Yep, ramsays, you're so kind, am I, because you always make it the old white person, this not being watched, as if just being white is not enough. Sure, but you know, I like in these stories as the counter example, you always say, is it the sixty year old white couple? Like, of course not, but they don't have to be old and white. Just white, White's fine, You're not wrong. Being white is great. Like that's that's enough, full stop. Yeah, well check this out. You know where that comes from.
I'm a big fan of a person named Brian Stevenson.
He's a lawyer. He's the person behind the Equal Justice initiative. Please look up Brian Stevenson. He has a TED talk that I used to listen to religiously. It's about twenty five minutes and I listened to it over and over and over again for weeks. You know. This might have been in twenty eleven or something ten years ago. And in his TED talk, he's discussing a situation where he goes before a judge and he realized is that his client that he's defending doesn't have a chance in court
unless the judge treats his client fairly. Because if the judge treats his client fairly, there's really nothing to see here, right. So he realizes this, and so instead of asking the judge to throw out you know, jurors or you know, throw out evidence or whatever it is lawyers do. I don't know, he simply asked the judge to try his poor young black defendant as a sixty five year old privileged corporate executive, white corporate executive. And the shock in
that request change the atmosphere in the room entirely. Now.
I don't know the conclusion of that story, but I remember how vivid that became when he said that to me, And so for me, I like to use that exam when discussing you know whoever, because justice in this country is supposed to be blind, and yet it's not, because you and I both know if we saw a sixty five year old person, or if anybody saw a sixty five year old white person walking through a department store, our brains would tell us that's the person least likely
to steal. You know, if we saw, why knowing, a ryder in a store and we didn't know that she was a klepto and shoplifts, you know, for sport. You know, this is an old story from the nineties and a
lot of people weren't born yet. But you know, if we didn't know that, we wouldn't assume that, you know, And it took us growing up to realize that no everybody steals people that don't need to steal steal, you know, that's just kind of how some people get down and then a lot of people that are poor steal because they're poor. The rest of the people that steal, do it for sport because they're bored, because they want to feel a rush. Whatever. You know, there's there's TV episodes
dedicated to this. You know, white Middle American families. You know, ladies going in the store stealing and then it gives them a rush, and then they can't wait to get home to their husbands and express that. You know.
So I just I just say that because the people who have those built in biases, they're far less about how old you are and far more about you being black.
Fairpoint.
It's it's not typically because you're not your grandparents' age and white. It's because you're not white.

#### Directions:
Rewrite the transcript's passage that begins with "So I just I" and ends with "you're not white.", substituting "assumptions" for "biases".

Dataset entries
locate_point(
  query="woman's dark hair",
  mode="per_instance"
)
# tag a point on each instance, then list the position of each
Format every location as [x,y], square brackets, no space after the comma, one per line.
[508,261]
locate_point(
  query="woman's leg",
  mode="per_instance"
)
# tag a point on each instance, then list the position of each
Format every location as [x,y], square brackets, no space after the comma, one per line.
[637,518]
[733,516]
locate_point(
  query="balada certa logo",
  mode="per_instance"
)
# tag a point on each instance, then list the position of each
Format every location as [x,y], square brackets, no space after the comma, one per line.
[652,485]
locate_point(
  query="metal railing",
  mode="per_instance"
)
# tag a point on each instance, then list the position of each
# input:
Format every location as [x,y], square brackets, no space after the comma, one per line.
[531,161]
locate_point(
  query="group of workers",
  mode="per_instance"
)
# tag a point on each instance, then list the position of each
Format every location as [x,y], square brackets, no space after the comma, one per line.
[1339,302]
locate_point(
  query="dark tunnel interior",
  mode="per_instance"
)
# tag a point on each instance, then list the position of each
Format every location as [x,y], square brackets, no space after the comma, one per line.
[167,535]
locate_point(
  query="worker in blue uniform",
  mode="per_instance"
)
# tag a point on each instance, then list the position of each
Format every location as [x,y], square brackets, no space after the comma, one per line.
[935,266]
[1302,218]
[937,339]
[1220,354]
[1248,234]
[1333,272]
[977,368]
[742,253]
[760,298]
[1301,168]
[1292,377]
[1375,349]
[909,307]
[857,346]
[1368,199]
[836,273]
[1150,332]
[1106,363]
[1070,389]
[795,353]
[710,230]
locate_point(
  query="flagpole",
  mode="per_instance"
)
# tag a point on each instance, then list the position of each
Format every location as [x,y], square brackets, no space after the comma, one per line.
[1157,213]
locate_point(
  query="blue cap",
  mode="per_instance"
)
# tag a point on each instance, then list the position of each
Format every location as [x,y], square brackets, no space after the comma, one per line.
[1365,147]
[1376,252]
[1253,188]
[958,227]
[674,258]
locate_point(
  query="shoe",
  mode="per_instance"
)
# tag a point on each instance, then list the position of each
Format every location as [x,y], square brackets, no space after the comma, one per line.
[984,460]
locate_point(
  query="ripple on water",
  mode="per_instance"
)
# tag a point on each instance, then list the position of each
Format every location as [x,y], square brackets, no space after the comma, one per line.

#### Correct answer:
So I just I just say that because the people who have those built in assumptions, they're far less about how old you are and far more about you being black.
Fairpoint.
It's it's not typically because you're not your grandparents' age and white. It's because you're not white.